- [Tasks and exercises]:
**1)** In the lighting design text, what was the diameter of the circular truss?
**2)** Reproduce the lighting design text from "(commonly known as" to "crowd was awestruck.".
**3)** Translate this sentence from the lighting design text into Spanish: "This is a clear example of how the architectural details of the stage and the lighting design fit together."

- [Document extract]:
◆ ◆ ◆ ◆ ◆ ◆ ◆

The trusses were controlled by ChainMaster Vario-Lift motors. The motors allowed Ramus to keep the trusses at a trim height of 50 feet above the stage and to drop them 12 feet above the stage during the show. They were also used to make the simple truss system move and create different schemes for different songs without having to add a multitude of lights. The circular truss measured 20 feet in diameter and did not move from its position over the heart.

Next came selection of lighting. The design team in keeping with their simple design plan selected one type of moving light to be used on the tour.

The fixture selected was the Vari-Lite VL2416

(commonly known as the VL8.) The Vl8’s were hung on the straight and circular trusses and were primarily used as wash lights, which mean they were basically used to “wash” different parts of the stage with a specific color versus using the fixture to create patterns, or images on the stage. This was done with other specifically selected equipment. To be fitted into the 6-inch gutter that Fisher supplied in his stage, Williams selected 300 T3 quartz lights to be used as footlights as well as 400 Egg and Star Strobes to be used on specific songs like Until the End of the World. This is a clear example of how the architectural details of the stage and the lighting design fit together. The crowd did not know there were lights built into the heart, but when the heart’s T3 footlights, or the strobes went off, the crowd was awestruck.

There were fixtures designed and used for specific songs in the sets, and this is an aspect that sets U2 apart from many of today’s touring bands. They have the flexibility and the creativity to be able to come up with a product to be used specifically for one song they plan to play during the night. Days before opening night in Florida, the band had the wild idea of simply walking out onto the stage for the opening song with all the house lights on. They tried it, and the idea was such a hit, and it got the crowd into such an uproar, they did it for every show on the tour.

To make this happen, the arena staff left the house lights on and the stage was augmented by some standard gymnasium high powered lights in the rig to make the stage bright white. During Elevation the band ripped into the song while the intro music cued and halfway through the song the house lights went down and the show “began.” During the first couple of shows, the design team used lights that came straight out of the warm-up club shows. The crew placed 24 fresnel lights on stands around the perimeter of the back of the stage. The lights came on as the house lights went down during Elevation and the lights gave a sepia brown hue to the stage. The lights were only powered 50% and were painted gold to give a very warm feel to the second half of the song, but in the end Bono and the crew felt they were the wrong fixture for this tour. Williams went back to the lighting fabricator (Light & Sound Design/Fourth Phase in Los Angeles) and had a fixture created they dubbed the “fornow.” It was a four-DWE Mole Striplight housed in a deep black wedge-shaped box. It was a more modern look than the fresnels and some dubbed it the “Darth Vadar lights.”

◆ ◆ ◆ ◆ ◆ ◆ ◆

- [Source data]:
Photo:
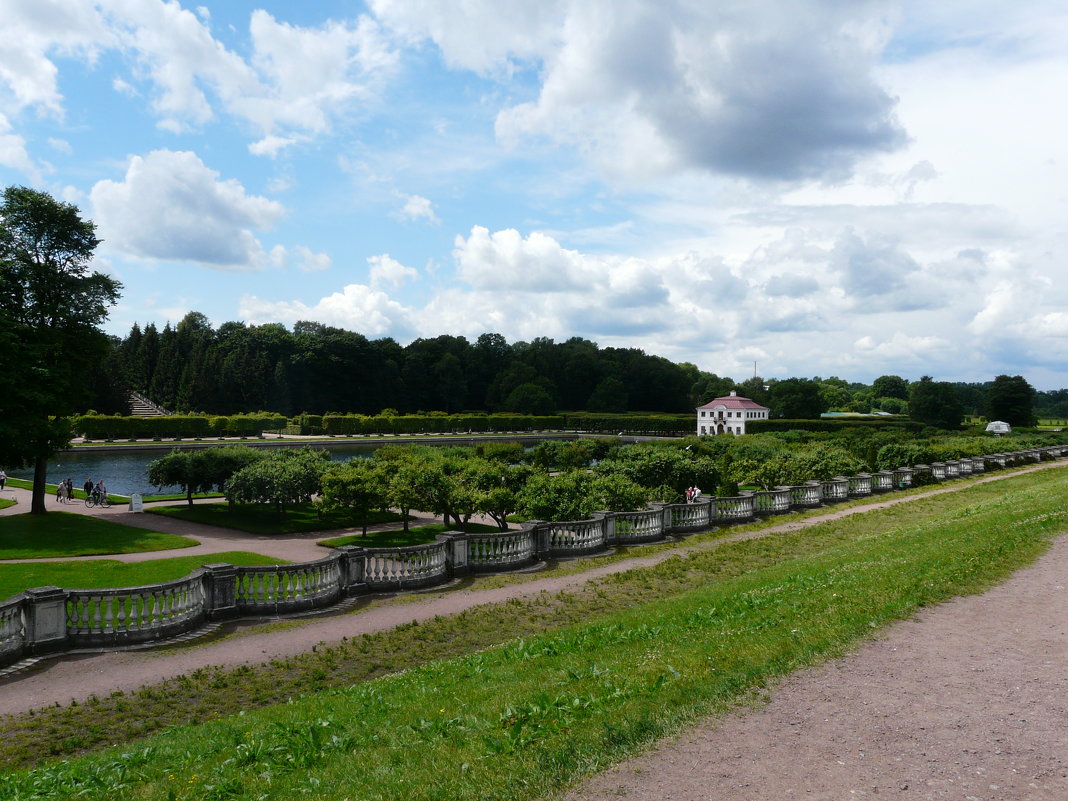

◆ ◆ ◆ ◆ ◆ ◆ ◆

- [Answers for this exercise]:
**1)** 20 feet

**2)**
(commonly known as the VL8.) The Vl8’s were hung on the straight and circular trusses and were primarily used as wash lights, which mean they were basically used to “wash” different parts of the stage with a specific color versus using the fixture to create patterns, or images on the stage. This was done with other specifically selected equipment. To be fitted into the 6-inch gutter that Fisher supplied in his stage, Williams selected 300 T3 quartz lights to be used as footlights as well as 400 Egg and Star Strobes to be used on specific songs like Until the End of the World. This is a clear example of how the architectural details of the stage and the lighting design fit together. The crowd did not know there were lights built into the heart, but when the heart’s T3 footlights, or the strobes went off, the crowd was awestruck.

**3)** Este es un claro ejemplo de cómo encajan los detalles arquitectónicos del escenario y el diseño de iluminación.